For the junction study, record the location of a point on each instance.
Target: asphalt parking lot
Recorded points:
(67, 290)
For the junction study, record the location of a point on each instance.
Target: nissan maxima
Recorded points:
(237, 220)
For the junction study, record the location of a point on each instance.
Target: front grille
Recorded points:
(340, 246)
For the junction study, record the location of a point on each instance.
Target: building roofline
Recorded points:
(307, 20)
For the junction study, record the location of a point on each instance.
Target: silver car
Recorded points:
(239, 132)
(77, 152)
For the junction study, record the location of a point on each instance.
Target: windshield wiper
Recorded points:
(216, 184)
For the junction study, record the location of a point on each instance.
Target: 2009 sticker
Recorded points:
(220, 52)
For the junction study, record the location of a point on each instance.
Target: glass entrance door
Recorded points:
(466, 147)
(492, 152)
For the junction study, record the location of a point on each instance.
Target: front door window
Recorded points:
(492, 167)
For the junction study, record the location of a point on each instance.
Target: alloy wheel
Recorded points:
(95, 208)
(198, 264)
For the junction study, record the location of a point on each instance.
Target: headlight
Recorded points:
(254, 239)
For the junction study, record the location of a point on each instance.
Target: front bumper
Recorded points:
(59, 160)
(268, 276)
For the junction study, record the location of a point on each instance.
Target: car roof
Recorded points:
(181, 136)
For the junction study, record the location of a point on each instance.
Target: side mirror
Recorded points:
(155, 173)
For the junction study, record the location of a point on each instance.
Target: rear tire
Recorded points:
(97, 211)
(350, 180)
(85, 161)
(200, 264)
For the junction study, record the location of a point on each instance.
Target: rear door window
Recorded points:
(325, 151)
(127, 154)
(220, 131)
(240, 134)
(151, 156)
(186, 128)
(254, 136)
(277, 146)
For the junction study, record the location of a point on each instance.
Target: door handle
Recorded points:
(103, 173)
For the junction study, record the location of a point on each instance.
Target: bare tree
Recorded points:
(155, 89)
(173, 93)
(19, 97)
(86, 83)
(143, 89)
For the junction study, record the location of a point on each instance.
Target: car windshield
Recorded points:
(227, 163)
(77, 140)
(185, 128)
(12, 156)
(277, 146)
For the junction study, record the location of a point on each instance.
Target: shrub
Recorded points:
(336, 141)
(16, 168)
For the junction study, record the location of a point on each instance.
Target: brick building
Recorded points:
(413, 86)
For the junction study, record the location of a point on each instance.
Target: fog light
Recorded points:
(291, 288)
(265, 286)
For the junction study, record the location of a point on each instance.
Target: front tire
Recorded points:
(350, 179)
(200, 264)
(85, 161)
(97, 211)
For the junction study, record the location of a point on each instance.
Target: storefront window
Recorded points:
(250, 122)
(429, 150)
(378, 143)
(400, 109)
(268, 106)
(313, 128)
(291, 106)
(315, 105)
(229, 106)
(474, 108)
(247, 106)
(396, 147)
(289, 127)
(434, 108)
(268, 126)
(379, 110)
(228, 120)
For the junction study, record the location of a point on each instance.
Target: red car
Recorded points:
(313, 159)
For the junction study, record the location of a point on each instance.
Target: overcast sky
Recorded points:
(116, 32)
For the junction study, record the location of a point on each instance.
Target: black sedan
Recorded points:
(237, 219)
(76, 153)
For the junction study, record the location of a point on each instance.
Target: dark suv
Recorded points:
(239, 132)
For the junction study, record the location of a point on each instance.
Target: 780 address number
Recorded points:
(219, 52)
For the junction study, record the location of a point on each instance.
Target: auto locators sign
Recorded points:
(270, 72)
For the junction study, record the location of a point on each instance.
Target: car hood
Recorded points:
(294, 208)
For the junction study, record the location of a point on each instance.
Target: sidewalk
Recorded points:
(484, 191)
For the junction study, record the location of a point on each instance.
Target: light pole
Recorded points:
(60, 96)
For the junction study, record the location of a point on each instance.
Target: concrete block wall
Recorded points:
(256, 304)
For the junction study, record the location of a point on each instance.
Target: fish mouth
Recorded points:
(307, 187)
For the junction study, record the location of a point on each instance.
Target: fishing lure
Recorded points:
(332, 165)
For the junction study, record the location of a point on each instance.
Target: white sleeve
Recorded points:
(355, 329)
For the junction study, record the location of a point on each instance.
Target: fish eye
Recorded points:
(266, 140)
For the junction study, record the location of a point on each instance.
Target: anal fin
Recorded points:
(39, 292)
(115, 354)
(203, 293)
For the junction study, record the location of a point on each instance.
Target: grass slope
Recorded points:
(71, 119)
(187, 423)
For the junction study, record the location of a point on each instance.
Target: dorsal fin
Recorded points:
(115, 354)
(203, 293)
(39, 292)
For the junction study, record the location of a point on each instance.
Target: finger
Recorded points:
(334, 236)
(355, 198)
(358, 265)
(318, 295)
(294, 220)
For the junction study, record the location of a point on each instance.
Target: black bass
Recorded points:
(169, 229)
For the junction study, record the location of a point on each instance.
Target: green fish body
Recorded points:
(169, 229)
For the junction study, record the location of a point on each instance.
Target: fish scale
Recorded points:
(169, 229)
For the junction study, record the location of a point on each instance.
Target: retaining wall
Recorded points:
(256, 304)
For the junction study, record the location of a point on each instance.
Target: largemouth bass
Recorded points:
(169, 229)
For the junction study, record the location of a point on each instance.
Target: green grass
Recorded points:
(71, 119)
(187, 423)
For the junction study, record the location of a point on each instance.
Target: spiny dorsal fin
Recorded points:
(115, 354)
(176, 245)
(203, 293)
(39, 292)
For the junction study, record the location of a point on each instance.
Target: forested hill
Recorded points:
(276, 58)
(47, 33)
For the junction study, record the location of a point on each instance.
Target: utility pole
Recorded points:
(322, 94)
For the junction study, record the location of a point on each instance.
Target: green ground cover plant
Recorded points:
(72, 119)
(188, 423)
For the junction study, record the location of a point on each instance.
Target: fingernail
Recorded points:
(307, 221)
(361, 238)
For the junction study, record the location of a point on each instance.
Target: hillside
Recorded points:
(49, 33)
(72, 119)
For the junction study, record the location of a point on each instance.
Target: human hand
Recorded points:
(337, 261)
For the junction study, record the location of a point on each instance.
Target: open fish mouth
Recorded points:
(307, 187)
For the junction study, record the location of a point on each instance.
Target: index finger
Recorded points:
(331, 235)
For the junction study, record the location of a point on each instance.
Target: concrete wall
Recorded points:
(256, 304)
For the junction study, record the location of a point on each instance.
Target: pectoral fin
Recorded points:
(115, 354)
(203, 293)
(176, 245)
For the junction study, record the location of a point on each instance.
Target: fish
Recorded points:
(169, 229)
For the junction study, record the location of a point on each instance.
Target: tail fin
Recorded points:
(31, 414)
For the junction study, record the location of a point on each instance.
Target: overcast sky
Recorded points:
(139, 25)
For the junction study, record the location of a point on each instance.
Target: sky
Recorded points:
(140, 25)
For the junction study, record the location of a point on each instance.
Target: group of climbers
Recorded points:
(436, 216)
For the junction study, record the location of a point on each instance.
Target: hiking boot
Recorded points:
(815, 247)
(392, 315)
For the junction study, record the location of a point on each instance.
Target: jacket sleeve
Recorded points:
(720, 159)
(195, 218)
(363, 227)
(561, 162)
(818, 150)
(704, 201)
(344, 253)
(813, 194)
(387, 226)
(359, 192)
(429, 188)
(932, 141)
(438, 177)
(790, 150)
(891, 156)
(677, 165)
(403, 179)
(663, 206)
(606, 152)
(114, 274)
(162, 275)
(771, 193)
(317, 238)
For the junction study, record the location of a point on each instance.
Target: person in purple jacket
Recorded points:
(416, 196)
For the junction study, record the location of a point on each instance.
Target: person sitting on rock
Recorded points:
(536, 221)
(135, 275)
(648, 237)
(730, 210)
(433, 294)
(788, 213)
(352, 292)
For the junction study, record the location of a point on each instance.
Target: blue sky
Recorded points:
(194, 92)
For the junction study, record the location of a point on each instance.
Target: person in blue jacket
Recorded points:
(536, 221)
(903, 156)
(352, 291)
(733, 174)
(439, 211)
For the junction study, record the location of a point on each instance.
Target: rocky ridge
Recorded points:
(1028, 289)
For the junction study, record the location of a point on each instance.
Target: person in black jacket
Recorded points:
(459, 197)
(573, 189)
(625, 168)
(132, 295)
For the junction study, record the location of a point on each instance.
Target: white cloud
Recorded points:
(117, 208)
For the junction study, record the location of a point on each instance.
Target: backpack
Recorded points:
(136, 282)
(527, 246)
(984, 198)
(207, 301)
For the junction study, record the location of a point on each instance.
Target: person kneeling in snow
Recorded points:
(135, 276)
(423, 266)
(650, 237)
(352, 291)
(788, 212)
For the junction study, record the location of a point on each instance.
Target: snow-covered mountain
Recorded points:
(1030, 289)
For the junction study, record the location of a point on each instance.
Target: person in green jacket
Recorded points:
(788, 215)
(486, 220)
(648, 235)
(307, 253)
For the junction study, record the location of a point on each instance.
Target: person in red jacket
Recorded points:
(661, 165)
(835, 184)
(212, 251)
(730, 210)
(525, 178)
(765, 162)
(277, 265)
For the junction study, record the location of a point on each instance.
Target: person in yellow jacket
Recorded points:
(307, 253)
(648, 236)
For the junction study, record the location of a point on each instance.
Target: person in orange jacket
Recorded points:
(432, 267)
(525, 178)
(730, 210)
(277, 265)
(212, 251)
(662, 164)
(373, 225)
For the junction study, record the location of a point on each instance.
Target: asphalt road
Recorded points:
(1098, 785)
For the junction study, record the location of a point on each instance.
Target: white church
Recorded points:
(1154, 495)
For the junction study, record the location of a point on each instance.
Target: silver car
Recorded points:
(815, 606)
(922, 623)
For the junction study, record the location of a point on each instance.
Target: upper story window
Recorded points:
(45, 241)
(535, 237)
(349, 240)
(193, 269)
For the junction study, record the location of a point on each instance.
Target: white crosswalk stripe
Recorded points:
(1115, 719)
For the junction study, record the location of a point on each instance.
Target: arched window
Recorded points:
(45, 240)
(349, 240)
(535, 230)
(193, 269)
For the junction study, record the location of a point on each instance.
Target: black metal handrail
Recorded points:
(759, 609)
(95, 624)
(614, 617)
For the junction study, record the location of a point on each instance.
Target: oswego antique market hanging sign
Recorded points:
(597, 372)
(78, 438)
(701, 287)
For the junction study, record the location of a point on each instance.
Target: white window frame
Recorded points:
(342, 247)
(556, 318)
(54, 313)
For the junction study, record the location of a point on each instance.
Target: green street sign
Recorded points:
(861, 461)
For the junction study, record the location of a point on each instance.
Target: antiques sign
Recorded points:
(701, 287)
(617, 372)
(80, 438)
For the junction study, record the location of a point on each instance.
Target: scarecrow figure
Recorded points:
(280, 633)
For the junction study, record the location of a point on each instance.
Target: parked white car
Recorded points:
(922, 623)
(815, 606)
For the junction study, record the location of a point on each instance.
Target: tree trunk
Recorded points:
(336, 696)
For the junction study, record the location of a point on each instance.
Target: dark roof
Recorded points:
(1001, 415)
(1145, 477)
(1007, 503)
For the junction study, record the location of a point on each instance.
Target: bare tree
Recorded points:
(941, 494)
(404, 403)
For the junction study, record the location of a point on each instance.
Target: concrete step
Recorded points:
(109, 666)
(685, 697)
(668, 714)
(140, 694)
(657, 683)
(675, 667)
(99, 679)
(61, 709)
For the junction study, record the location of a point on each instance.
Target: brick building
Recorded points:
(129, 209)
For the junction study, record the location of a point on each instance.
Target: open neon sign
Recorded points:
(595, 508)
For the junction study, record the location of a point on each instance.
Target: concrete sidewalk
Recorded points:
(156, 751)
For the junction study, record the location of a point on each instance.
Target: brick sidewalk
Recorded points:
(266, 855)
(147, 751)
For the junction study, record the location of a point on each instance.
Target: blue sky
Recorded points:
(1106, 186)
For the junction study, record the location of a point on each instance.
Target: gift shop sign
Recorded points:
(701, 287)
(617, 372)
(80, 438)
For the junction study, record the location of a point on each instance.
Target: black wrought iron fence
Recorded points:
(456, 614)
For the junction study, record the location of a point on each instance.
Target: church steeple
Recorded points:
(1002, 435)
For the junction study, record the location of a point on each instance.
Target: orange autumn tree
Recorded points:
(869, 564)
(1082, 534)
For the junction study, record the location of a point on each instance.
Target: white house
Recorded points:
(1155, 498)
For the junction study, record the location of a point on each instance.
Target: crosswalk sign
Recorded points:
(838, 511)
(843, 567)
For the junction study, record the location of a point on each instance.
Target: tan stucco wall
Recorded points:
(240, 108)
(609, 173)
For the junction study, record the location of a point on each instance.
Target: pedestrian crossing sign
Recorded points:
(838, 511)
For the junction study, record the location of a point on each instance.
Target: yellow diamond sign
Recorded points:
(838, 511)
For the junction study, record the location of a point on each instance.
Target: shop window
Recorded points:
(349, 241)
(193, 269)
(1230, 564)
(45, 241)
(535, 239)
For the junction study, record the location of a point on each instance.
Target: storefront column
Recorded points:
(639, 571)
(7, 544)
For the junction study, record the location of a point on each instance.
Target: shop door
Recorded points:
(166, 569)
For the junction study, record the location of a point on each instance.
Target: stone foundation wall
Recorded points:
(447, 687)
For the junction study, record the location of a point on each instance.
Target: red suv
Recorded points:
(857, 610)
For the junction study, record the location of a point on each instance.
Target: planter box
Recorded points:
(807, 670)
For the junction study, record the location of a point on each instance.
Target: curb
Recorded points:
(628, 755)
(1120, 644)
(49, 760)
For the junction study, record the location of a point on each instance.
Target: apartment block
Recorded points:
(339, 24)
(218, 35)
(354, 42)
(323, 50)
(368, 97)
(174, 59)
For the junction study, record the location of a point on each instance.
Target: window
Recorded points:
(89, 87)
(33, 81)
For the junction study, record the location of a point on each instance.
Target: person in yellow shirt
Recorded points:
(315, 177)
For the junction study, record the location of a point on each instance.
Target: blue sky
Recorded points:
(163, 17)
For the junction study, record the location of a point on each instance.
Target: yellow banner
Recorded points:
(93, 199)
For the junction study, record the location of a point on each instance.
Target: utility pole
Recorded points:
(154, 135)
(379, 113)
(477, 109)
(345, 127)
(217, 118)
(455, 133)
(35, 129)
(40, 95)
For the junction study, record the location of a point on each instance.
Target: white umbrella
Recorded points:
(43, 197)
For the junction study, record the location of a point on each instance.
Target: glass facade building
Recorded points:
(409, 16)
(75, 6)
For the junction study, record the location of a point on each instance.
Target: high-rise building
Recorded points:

========================================================================

→ WHAT YOU SHOULD DO
Report the lines above that contain "sign".

→ EXERCISE SOLUTION
Target: auto locators sign
Target: oswego antique market hanging sign
Target: green street sign
Target: antiques sign
Target: open neon sign
Target: gift shop sign
Target: crosswalk sign
Target: pedestrian crossing sign
Target: yellow diamond sign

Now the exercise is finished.